* [ASSIGNMENT] The entries are to be written out word for word, with their images left out.

(Dataset items)
☆ ☆ ☆ ☆

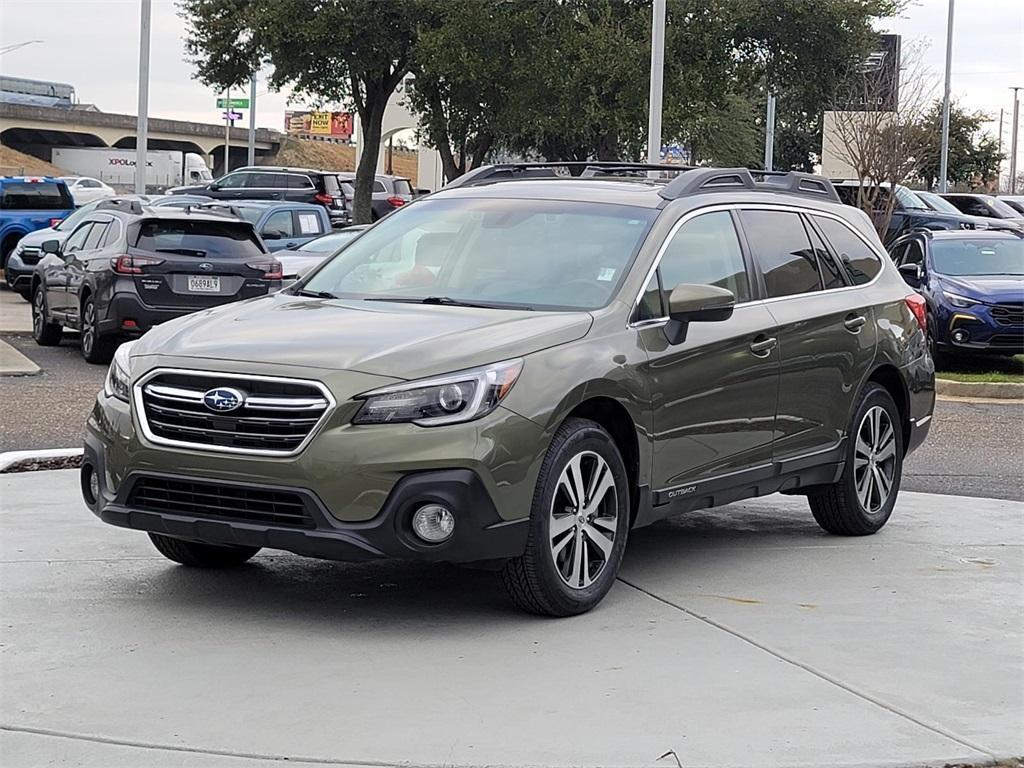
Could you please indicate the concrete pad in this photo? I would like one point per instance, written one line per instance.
(110, 651)
(12, 363)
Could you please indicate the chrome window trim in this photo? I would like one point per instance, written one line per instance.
(750, 207)
(139, 408)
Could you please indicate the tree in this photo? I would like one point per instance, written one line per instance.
(974, 156)
(339, 51)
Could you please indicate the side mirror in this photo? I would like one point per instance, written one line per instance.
(911, 272)
(690, 302)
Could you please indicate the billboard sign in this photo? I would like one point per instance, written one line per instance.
(335, 124)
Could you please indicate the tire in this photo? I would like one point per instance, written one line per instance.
(199, 555)
(862, 500)
(572, 570)
(45, 333)
(96, 348)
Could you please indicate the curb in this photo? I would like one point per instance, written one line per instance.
(1000, 390)
(12, 363)
(10, 458)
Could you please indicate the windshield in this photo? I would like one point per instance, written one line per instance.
(938, 204)
(978, 257)
(330, 243)
(517, 253)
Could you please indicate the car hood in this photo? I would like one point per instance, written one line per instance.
(990, 289)
(402, 341)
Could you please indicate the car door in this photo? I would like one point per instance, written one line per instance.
(55, 269)
(77, 263)
(714, 395)
(825, 330)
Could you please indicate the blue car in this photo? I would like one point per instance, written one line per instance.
(282, 225)
(973, 283)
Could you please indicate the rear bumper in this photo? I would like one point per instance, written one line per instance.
(479, 532)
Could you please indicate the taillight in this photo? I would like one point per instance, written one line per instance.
(919, 308)
(126, 264)
(271, 268)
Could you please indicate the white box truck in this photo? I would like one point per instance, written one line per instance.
(165, 168)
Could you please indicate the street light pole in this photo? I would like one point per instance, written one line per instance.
(142, 119)
(656, 76)
(251, 156)
(944, 158)
(1013, 141)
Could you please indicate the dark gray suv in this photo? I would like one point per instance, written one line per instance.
(522, 368)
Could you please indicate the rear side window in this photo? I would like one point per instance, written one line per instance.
(202, 239)
(782, 251)
(861, 263)
(35, 196)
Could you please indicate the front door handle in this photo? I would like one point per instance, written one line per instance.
(762, 345)
(854, 323)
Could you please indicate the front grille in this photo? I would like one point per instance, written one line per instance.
(275, 416)
(217, 501)
(1010, 313)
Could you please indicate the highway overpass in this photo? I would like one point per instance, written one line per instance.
(36, 130)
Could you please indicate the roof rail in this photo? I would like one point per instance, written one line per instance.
(556, 169)
(120, 204)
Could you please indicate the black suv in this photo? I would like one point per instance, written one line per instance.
(910, 212)
(270, 182)
(127, 267)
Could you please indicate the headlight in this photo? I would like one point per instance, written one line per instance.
(960, 301)
(444, 399)
(118, 383)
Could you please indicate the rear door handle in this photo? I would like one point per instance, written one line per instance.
(762, 345)
(854, 323)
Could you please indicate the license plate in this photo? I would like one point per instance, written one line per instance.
(203, 284)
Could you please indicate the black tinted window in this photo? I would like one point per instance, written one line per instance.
(706, 250)
(35, 196)
(860, 261)
(203, 239)
(783, 252)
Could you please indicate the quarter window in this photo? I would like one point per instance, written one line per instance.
(783, 253)
(706, 251)
(861, 263)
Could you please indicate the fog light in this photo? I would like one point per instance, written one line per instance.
(433, 523)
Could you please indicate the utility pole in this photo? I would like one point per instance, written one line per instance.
(251, 157)
(142, 119)
(656, 76)
(227, 130)
(1013, 141)
(944, 158)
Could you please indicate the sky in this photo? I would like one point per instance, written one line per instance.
(93, 44)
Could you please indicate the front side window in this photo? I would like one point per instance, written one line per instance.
(782, 251)
(860, 261)
(706, 250)
(517, 253)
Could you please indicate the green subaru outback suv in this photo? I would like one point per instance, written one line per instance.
(519, 370)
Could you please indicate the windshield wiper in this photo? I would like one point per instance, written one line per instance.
(446, 301)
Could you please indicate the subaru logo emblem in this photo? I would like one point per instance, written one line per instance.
(223, 399)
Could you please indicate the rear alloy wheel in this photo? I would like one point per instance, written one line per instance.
(95, 346)
(45, 333)
(862, 500)
(579, 524)
(201, 555)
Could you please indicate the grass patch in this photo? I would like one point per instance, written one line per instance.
(996, 370)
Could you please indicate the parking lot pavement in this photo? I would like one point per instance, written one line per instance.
(742, 636)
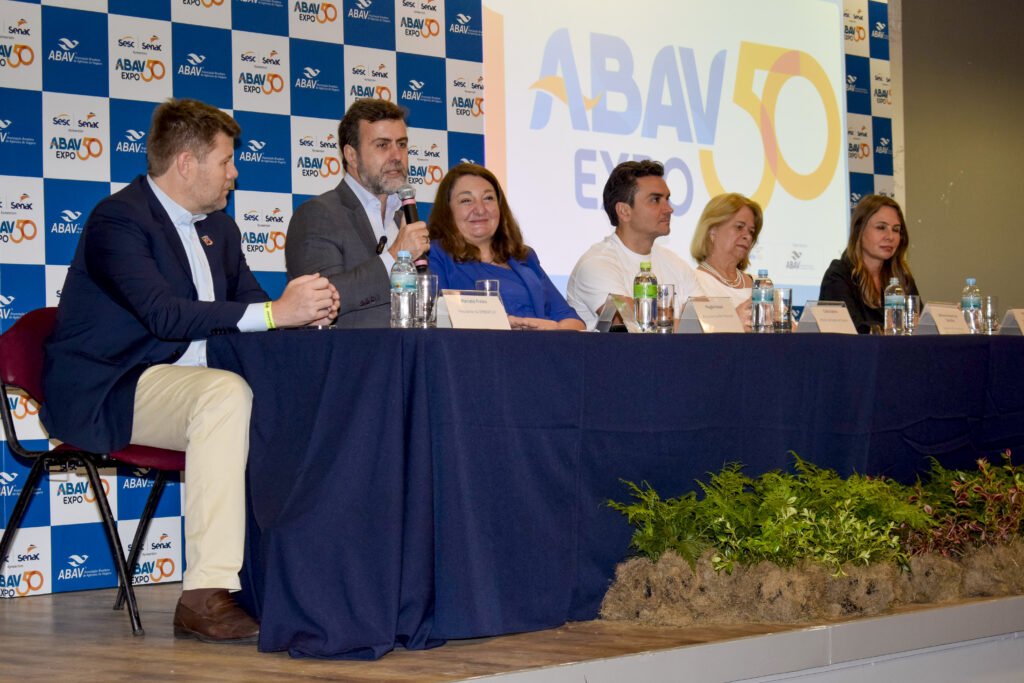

☆ ☆ ☆ ☆

* [ANSWER TO THIS EXERCISE]
Could you please indicate the concrete pad in this photo? I would like one point per instance, written one line per instance.
(110, 651)
(12, 363)
Could you please indicate the chrome window trim in this photo? I would like one point per instance, written one line per instance.
(750, 207)
(139, 408)
Could you please indicate the tree in this photo? I would like one point per instance, written one line per instance.
(974, 156)
(339, 51)
Could you please indicate the side mirror in this photo? I would like one point per instance, written one line per instance.
(911, 272)
(690, 302)
Could you please indicate the billboard sign in this photo? I would like one point per instance, written one line per instance.
(335, 124)
Could you please indicate the tire in this photo? I would like one point per instance, written one line per instance.
(199, 555)
(862, 500)
(572, 570)
(45, 333)
(96, 348)
Could you please indicate the curb in this photo? I would like one point per instance, written one line per instance.
(1000, 390)
(12, 363)
(10, 458)
Could you please indicate the windshield in this photo? I would like one point per instance, written one line per instance.
(938, 204)
(978, 257)
(330, 243)
(517, 253)
Could you please indicate the car hood in this photo? I would like one point per instance, written one line per instance.
(990, 289)
(402, 341)
Could you please indicate the car door in this photo? I would like one point per instance, written one line per instance.
(55, 269)
(77, 263)
(714, 395)
(825, 330)
Could you please indicate the blue car in this photo? I would like one point per instance, written one line per instance.
(282, 225)
(973, 283)
Could you please indicate the rear bumper in this photo? I would like one point per instance, written one line per instance.
(479, 532)
Could you please indicate the taillight in this photo? I would like one point per instance, written one line per instance.
(919, 308)
(126, 264)
(271, 268)
Could you please indicate the white box truck in this photo? I would like one point per instance, written one line per instance.
(165, 168)
Could you please indicate the street light pole in this photo? I would like one point per instance, written one line per instance.
(142, 119)
(656, 76)
(251, 156)
(944, 158)
(1013, 141)
Could you please indicate the dark gray suv in this photo? I would like one point per instance, written one line per instance.
(522, 368)
Could you please indicate the rear side window in this photo? I would like one point per instance, written one line per instance.
(202, 239)
(782, 251)
(861, 263)
(35, 196)
Could you please indicate the front door handle in this photo? I would like one point per instance, written one line per instance.
(762, 345)
(854, 323)
Could you please indicate the front grille in this photo? I would like one point per instance, written one line per instance.
(275, 416)
(217, 501)
(1010, 313)
Could you please indicate the highway overpass in this photo? I would like one point per instance, written one line per instance.
(36, 130)
Could you please indicate the roof rail in this photo? I would like one point per instance, written one line per instance.
(556, 169)
(120, 204)
Could you please indicate the black suv in this photo? I would like one point per instance, written one line per instance.
(910, 212)
(270, 182)
(127, 267)
Could you please indicate the headlight in this photo? I would like one point per instance, written one line per instance.
(960, 301)
(444, 399)
(118, 383)
Could you please indicate the rear door handle in this photo? I would like one point per instance, written one line per instance.
(762, 345)
(854, 323)
Could you please indicate the license plate in this photo? I would like one point per instance, written one line per instance.
(203, 284)
Could you please indicate the black tinted window in this photo? I would like one point per instance, written one line per instance.
(706, 250)
(35, 196)
(860, 261)
(203, 239)
(783, 252)
Could you please indicate the quarter window in this photo? I would like one point per instance, written one line per instance.
(783, 253)
(706, 251)
(861, 263)
Could you please indicate the fog light in this photo? I would like one point per instance, written one line per instance.
(433, 523)
Could you please indicate the utility pole in this photo? I would like one point per instance, written one line per instance.
(251, 157)
(142, 119)
(656, 76)
(227, 130)
(1013, 141)
(944, 158)
Could you please indicate the sky in this photo? I would like one point per instance, written one line per instance.
(93, 44)
Could you please indicate the front side window in this photo? I would like one point per instance, written one line per instance.
(782, 251)
(860, 261)
(706, 250)
(517, 253)
Could you please indicate the green subaru outback suv in this photo? I would like one point per instance, written one line per instance.
(519, 370)
Could you please indicate the windshield wiper in this photo? I would like one point per instance, written one line per instance.
(446, 301)
Could you please indicate the subaru logo emblem in this photo? I would like one point per instance, written one line per instance.
(223, 399)
Could you please indicate the rear alloy wheel in this photo? I would like one point per instance, written one line per instance.
(95, 346)
(45, 333)
(862, 500)
(579, 524)
(201, 555)
Could you please indicate the grass patch in this photo? I would like one point per instance, written one line per instance.
(996, 370)
Could you please indicate the parking lot pavement in this photo? I would like one point per instance, written one line per instance.
(742, 636)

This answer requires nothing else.